_AIM OF THE TASK_
Please copy, exactly as they appear below, the lines from the one containing "Mark a dot on every instance of the chin" through the one containing "Mark a dot on every instance of the shirt".

━━ SUPPLIED INFORMATION ━━

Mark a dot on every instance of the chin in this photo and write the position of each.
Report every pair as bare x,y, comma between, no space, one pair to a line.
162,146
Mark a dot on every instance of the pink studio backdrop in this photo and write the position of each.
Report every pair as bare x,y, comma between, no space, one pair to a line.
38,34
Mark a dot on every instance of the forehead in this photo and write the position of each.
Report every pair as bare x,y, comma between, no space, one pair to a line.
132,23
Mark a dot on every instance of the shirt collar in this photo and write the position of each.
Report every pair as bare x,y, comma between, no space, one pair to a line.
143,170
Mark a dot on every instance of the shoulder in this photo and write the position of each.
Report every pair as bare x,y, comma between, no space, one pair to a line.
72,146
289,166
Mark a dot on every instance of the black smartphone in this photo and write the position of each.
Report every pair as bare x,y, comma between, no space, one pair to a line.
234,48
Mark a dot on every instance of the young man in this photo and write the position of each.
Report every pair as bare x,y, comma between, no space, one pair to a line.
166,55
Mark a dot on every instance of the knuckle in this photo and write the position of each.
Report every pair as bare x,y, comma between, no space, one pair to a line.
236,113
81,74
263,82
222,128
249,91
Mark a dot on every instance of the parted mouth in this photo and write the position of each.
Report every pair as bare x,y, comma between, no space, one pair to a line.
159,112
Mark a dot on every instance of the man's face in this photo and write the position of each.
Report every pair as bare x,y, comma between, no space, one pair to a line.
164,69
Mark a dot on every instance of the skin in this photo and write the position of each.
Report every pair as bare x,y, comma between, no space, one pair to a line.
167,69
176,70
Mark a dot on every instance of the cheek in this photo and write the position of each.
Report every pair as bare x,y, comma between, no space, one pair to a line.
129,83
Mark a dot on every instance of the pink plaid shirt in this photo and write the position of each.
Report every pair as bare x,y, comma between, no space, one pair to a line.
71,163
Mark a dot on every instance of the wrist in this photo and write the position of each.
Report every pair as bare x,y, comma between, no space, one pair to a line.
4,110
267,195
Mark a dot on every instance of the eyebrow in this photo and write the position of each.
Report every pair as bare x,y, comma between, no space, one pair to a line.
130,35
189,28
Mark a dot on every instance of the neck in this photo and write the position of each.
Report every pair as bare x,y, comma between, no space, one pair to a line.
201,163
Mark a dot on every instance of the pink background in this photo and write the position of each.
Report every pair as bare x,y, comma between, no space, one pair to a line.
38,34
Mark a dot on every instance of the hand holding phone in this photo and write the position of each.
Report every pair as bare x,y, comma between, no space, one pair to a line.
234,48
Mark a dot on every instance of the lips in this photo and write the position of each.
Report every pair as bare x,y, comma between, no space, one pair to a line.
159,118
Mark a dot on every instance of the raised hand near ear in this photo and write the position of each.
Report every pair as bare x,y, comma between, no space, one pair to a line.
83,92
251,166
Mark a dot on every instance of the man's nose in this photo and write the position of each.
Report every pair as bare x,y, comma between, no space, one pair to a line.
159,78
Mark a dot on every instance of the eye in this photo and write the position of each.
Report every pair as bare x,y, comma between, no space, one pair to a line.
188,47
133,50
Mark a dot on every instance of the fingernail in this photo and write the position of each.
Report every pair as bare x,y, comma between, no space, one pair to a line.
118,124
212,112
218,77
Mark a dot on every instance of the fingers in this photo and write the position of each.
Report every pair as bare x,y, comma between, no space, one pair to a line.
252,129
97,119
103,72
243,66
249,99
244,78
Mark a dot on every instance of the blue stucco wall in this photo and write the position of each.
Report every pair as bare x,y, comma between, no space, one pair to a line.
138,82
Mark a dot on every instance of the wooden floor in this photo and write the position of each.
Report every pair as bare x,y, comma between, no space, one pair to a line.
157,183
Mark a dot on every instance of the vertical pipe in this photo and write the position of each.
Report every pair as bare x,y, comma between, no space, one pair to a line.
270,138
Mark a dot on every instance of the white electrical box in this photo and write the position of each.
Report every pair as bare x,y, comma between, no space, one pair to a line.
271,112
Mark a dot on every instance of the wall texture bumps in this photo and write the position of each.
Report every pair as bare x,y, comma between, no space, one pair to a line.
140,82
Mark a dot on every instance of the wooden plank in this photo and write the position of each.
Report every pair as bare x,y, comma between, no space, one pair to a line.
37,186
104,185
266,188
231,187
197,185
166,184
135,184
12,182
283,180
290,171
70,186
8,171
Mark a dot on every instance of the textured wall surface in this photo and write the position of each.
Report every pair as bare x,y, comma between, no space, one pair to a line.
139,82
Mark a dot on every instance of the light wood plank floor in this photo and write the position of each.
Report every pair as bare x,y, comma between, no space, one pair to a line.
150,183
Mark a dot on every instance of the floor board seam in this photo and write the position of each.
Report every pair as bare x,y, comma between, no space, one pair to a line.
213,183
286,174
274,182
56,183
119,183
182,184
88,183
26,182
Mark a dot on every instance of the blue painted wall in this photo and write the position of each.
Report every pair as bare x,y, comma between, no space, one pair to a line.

━━━
━━ SUPPLIED INFORMATION ━━

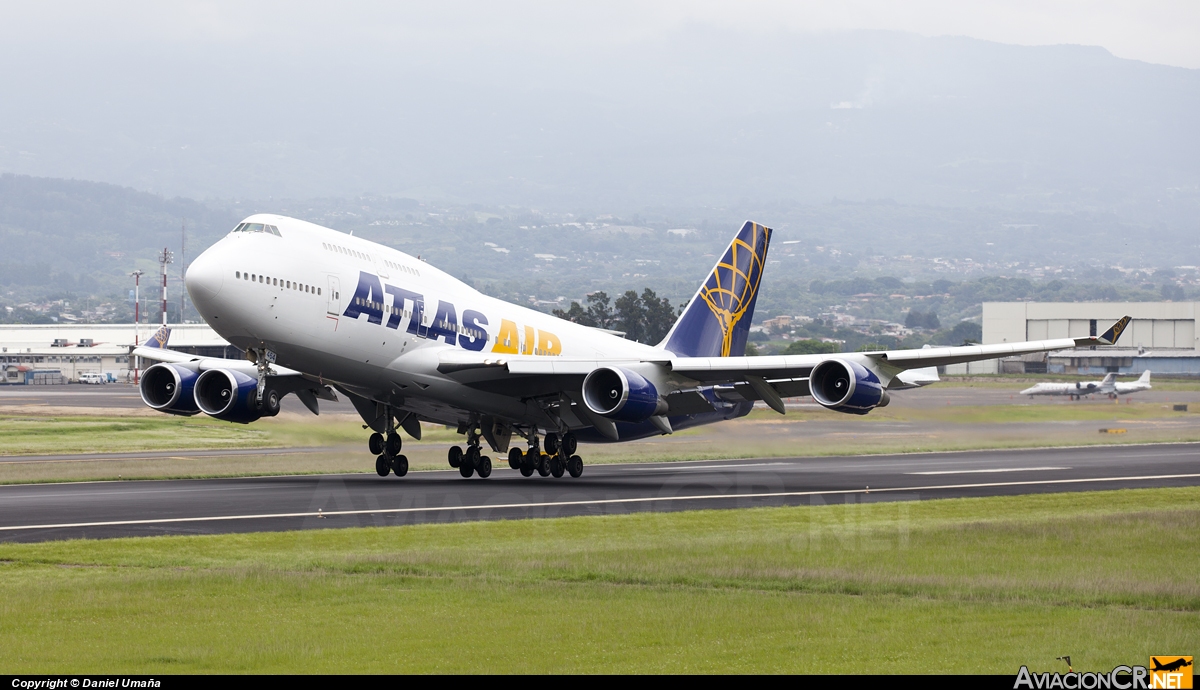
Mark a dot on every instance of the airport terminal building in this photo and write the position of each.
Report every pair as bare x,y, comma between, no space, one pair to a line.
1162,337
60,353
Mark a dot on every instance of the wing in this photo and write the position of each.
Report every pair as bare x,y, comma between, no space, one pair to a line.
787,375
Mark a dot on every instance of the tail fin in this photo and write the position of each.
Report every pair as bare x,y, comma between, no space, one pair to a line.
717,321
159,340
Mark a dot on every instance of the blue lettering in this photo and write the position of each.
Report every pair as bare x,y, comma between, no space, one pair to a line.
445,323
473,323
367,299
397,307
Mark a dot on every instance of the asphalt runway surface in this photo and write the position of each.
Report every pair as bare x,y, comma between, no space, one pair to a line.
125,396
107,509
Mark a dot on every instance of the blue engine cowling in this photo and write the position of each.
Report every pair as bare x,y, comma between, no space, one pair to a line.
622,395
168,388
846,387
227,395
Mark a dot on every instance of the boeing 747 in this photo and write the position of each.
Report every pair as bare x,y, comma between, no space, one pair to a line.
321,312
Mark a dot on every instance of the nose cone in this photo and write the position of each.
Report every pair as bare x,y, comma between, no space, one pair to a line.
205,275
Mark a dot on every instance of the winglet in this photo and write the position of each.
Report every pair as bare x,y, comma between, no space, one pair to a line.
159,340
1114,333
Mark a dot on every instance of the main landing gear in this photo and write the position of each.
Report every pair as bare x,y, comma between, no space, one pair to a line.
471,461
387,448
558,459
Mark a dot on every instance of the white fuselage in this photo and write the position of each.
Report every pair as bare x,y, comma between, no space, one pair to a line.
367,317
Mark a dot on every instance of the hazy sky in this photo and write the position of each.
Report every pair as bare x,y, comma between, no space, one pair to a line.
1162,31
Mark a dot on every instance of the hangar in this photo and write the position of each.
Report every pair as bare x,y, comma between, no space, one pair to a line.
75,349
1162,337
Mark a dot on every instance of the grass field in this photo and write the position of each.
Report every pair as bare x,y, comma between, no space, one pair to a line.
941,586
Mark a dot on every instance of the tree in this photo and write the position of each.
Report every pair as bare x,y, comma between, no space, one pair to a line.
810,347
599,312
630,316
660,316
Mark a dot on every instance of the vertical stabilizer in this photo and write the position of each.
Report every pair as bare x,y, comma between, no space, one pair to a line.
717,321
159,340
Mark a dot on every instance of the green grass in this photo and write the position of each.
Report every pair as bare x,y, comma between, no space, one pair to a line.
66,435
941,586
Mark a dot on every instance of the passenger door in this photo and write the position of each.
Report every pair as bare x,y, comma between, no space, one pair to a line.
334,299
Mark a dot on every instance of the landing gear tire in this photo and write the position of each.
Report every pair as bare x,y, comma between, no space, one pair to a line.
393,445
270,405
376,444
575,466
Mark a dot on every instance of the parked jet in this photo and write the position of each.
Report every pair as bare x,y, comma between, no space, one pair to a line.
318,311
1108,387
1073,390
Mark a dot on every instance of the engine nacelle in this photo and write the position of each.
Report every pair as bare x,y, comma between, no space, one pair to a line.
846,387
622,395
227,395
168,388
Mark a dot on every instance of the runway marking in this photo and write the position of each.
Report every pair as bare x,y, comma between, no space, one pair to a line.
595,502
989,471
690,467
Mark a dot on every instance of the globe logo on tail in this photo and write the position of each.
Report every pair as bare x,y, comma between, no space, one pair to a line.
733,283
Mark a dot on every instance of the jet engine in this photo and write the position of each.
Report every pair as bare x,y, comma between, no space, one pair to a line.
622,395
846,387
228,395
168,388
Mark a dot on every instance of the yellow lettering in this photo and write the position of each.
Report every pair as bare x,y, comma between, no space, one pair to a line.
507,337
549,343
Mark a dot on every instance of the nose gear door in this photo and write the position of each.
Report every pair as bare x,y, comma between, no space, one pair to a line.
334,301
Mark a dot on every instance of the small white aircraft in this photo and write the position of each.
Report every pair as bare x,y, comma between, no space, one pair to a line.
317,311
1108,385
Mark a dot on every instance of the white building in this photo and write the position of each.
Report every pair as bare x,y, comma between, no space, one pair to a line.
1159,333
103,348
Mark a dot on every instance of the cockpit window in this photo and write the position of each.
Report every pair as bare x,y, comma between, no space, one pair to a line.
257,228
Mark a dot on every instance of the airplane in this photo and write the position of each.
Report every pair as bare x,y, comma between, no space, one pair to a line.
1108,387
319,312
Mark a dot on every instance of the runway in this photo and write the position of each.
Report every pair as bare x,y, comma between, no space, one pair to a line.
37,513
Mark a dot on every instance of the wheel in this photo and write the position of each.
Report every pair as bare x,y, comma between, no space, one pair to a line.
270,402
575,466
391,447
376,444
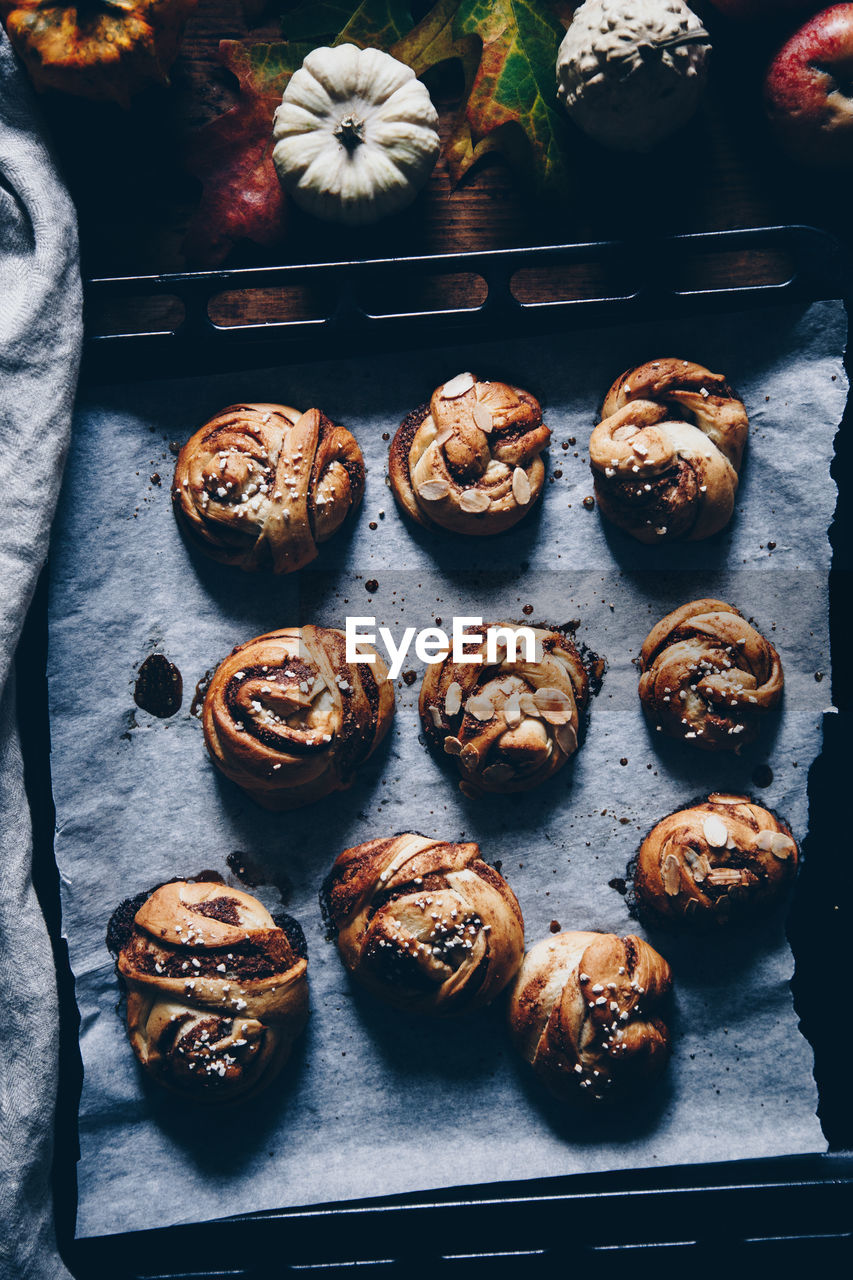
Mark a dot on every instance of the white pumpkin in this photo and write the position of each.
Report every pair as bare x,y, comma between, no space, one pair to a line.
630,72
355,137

━━━
━━ SUPPLIED INFORMATION ━━

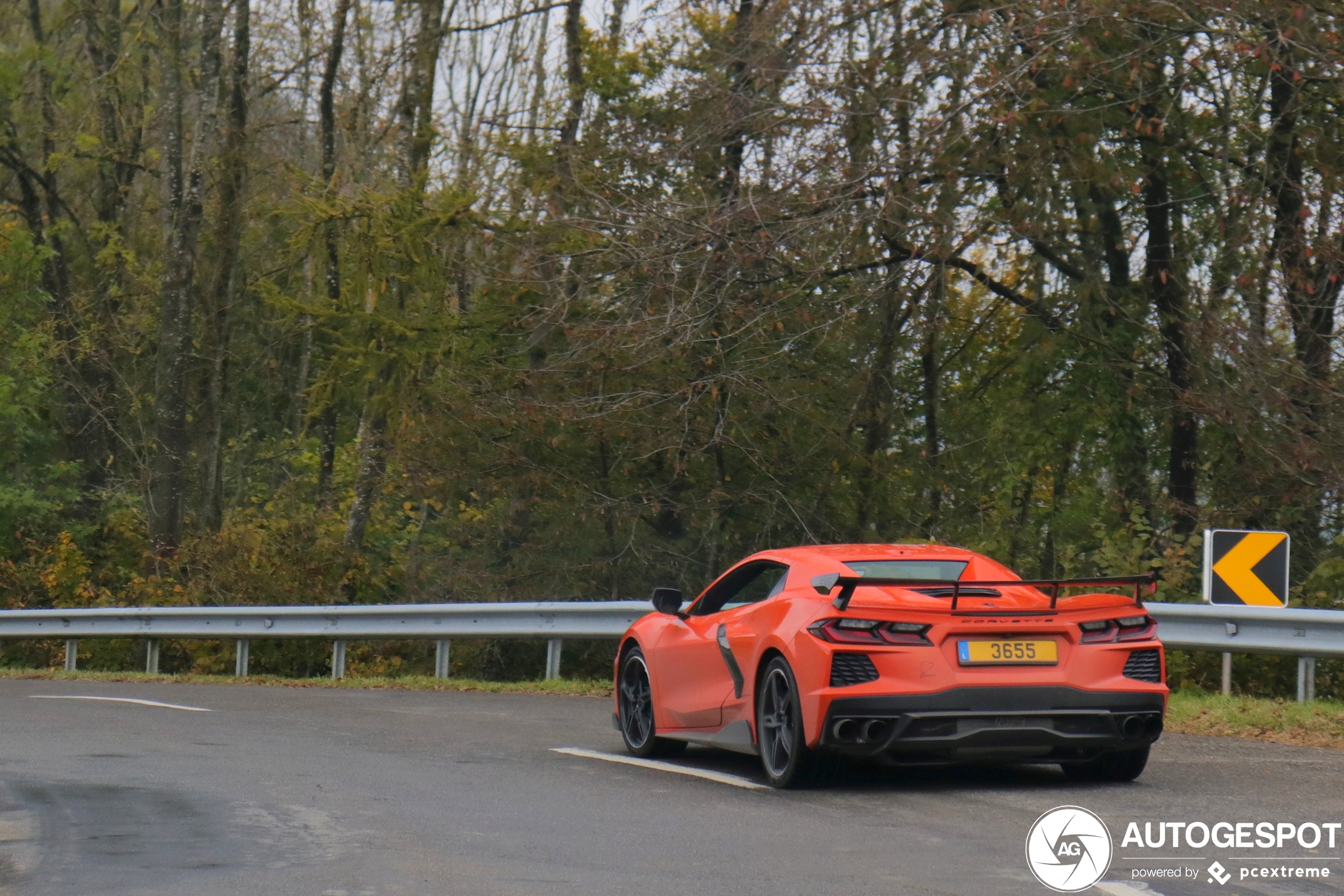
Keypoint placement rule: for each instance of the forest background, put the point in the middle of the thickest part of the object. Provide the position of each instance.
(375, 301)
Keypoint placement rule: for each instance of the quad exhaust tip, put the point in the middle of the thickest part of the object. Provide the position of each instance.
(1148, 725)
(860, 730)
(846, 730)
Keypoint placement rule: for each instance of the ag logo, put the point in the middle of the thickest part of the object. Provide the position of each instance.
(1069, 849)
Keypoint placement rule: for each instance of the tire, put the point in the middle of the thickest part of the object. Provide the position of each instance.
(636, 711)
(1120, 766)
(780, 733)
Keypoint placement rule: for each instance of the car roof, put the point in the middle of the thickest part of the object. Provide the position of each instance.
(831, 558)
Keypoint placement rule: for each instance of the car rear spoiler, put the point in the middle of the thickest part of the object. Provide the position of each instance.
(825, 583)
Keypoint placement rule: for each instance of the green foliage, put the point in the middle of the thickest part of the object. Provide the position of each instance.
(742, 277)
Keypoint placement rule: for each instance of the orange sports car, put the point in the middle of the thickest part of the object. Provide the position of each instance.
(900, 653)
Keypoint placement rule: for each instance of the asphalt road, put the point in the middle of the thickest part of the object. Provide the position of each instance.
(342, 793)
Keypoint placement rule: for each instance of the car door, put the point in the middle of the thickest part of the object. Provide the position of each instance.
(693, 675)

━━━

_WRITTEN SOLUTION_
Mark a dot on every instance of the chin in this photo and write the position of each.
Report every pair as bare x,y, comma between, no space, one pair to a line.
162,146
Mark a dot on every instance of the pink studio backdrop in this photo and write the position of each.
Report every pair as bare x,y, comma between, no space, one pair to a line.
38,34
Mark a dot on every instance of the forehead in this photo and write the position of each.
Report every pair as bare x,y, comma between, no space, one pair to a line.
132,23
Mark a dot on every instance of the shirt collar in this photo and write the position of each.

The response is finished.